#### AVAILABLE DATA

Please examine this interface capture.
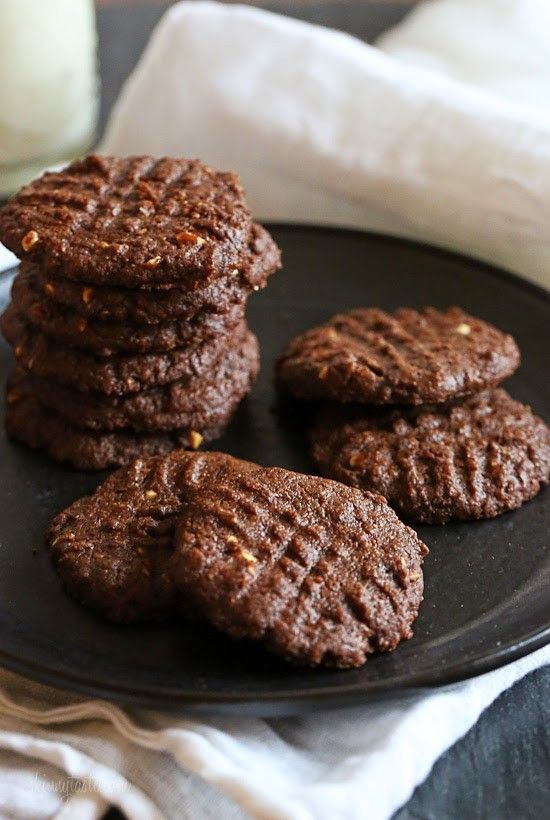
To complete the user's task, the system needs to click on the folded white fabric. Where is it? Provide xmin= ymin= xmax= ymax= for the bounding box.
xmin=0 ymin=648 xmax=548 ymax=820
xmin=378 ymin=0 xmax=550 ymax=111
xmin=1 ymin=2 xmax=549 ymax=818
xmin=0 ymin=243 xmax=17 ymax=274
xmin=102 ymin=0 xmax=550 ymax=289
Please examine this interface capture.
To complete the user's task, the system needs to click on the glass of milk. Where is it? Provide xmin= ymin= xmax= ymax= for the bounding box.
xmin=0 ymin=0 xmax=98 ymax=197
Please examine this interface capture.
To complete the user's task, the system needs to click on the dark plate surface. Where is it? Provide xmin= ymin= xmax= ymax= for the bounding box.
xmin=0 ymin=225 xmax=548 ymax=716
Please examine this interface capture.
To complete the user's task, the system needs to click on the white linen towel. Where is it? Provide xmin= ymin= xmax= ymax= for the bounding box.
xmin=0 ymin=646 xmax=547 ymax=820
xmin=101 ymin=0 xmax=550 ymax=289
xmin=0 ymin=2 xmax=549 ymax=818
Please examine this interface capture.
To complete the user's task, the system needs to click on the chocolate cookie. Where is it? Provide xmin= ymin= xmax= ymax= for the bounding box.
xmin=276 ymin=307 xmax=520 ymax=405
xmin=31 ymin=222 xmax=281 ymax=325
xmin=0 ymin=155 xmax=253 ymax=286
xmin=6 ymin=379 xmax=196 ymax=470
xmin=172 ymin=453 xmax=428 ymax=667
xmin=45 ymin=449 xmax=427 ymax=658
xmin=6 ymin=276 xmax=245 ymax=356
xmin=311 ymin=390 xmax=550 ymax=523
xmin=3 ymin=310 xmax=244 ymax=396
xmin=46 ymin=452 xmax=201 ymax=620
xmin=25 ymin=328 xmax=259 ymax=431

########

- [AIM OF THE TASK]:
Once the pictures are set aside, please reproduce the remaining material word for word.

- [EXERCISE OUTPUT]:
Please examine this interface capture.
To complete the user's task, the system needs to click on the folded white fabric. Where is it? Provide xmin= ymin= xmax= ymax= for the bounding box.
xmin=0 ymin=648 xmax=548 ymax=820
xmin=378 ymin=0 xmax=550 ymax=111
xmin=1 ymin=2 xmax=549 ymax=818
xmin=0 ymin=243 xmax=17 ymax=274
xmin=102 ymin=0 xmax=550 ymax=289
Please examine this interface capture.
To complete the user's task, the system needs to click on the glass of milk. Where is it? Provide xmin= ymin= xmax= ymax= for the bounding box.
xmin=0 ymin=0 xmax=98 ymax=197
Please examine this interface capture.
To complete the user's task, the system needs to click on the dark plate surface. Where is it? Provide xmin= ymin= xmax= ymax= for the bounding box.
xmin=0 ymin=225 xmax=548 ymax=716
Please examine this interface capture.
To complete the user's task, the system needs to click on the white linen towel. Where is it? Provide xmin= ymin= xmax= ymax= for the bounding box.
xmin=0 ymin=646 xmax=547 ymax=820
xmin=101 ymin=0 xmax=550 ymax=289
xmin=0 ymin=2 xmax=549 ymax=818
Please examine this interface capture.
To complete the user's task, the system needs to click on the chocolate cookie. Where is it? Provide xmin= ymin= xmax= ymax= for the bounding box.
xmin=276 ymin=307 xmax=520 ymax=405
xmin=31 ymin=222 xmax=281 ymax=325
xmin=0 ymin=155 xmax=253 ymax=286
xmin=6 ymin=379 xmax=196 ymax=470
xmin=172 ymin=453 xmax=428 ymax=667
xmin=45 ymin=449 xmax=427 ymax=658
xmin=6 ymin=276 xmax=245 ymax=356
xmin=311 ymin=390 xmax=550 ymax=523
xmin=3 ymin=310 xmax=244 ymax=396
xmin=46 ymin=452 xmax=201 ymax=620
xmin=25 ymin=328 xmax=259 ymax=431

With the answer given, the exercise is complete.